### PROVIDED PASSAGE
= = = =

The church shouldn't market itself to attract a diverse congregation. Our end goal is not diversity. Our end goal is the praise and worship of God while furthering the kingdom.


----------



## BertMulder (Oct 15, 2009)

While our church is made up, predominantly, of Dutch descent (with a handfull first generation), our church is by no means a 'Dutch' church in its outlook, even though our doctrinal standards are also of Dutch descent (3FofU). We have, or have had members of a variety of ethnic and church backgrounds, including RCC Scottish, Maylasian, Korean, Singaporean (Chinese), and even a Dutch Mexican (our pastor)


----------



## ericfromcowtown (Oct 15, 2009)

Tripel said:


> Having a mono-ethnic church is not sinful. Striving to have a mono-ethnic church is.



I like how you phrased that.

We should, of course, stress that we're talking about local congregations being a reflection of local realities, not about "the church." The church universal is becomming more diverse every day and we should praise God that when we're gathered around the throne we'll be surrounded by people from every tribe and tongue.


----------



## steadfast7 (Oct 15, 2009)

Tripel said:


> steadfast7 said:
> 
> 
> > I think it can be argued fairly easily from scripture that the ideal picture of the church is multi-ethnic, and we should strive for this. But my question is whether this kind of segregation may actually be sinful?
> ...



A good point here. A church may open its doors to anyone and not turn anyone away who wants to attend, but if a congregation is 99.5% of a particular ethnicity, it is overwhelming and intimidating, albeit on a psychological level.

Missiologists use the Homogeneous Unit model to refer to churches that 'target' or cater to a single group of people with common ethnicity, caste, backgrounds. The quantitative data is clear: the church grows numerically. Thus, we can argue that for this reason, we can and should do church this way - afterall, the kingdom seems to be expanding by leaps and bounds. But, how different is this approach to that of Willowcreek's seeker-sensitive model, which most of us disdain so much? Theologically, it is severely lacking and in the long run, is it really a picture of the kingdom of God?

= = = =

### DIRECTIONS
1. In the thread, what term do missiologists use for churches that cater to a single group of people with a common ethnicity, caste, or background?
2. Please write out the stretch of the thread from "While our church" through "ericfromcowtown (Oct 15, 2009)".

### DATA LINES
= = = =

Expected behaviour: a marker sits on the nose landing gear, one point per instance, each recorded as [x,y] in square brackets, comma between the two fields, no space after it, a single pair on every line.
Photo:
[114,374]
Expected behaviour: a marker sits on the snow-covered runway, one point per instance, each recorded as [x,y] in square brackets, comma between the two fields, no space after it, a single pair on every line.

= = = =

### ANSWERS PROVIDED
1. The Homogeneous Unit model.

2.
While our church is made up, predominantly, of Dutch descent (with a handfull first generation), our church is by no means a 'Dutch' church in its outlook, even though our doctrinal standards are also of Dutch descent (3FofU). We have, or have had members of a variety of ethnic and church backgrounds, including RCC Scottish, Maylasian, Korean, Singaporean (Chinese), and even a Dutch Mexican (our pastor)


----------



## ericfromcowtown (Oct 15, 2009)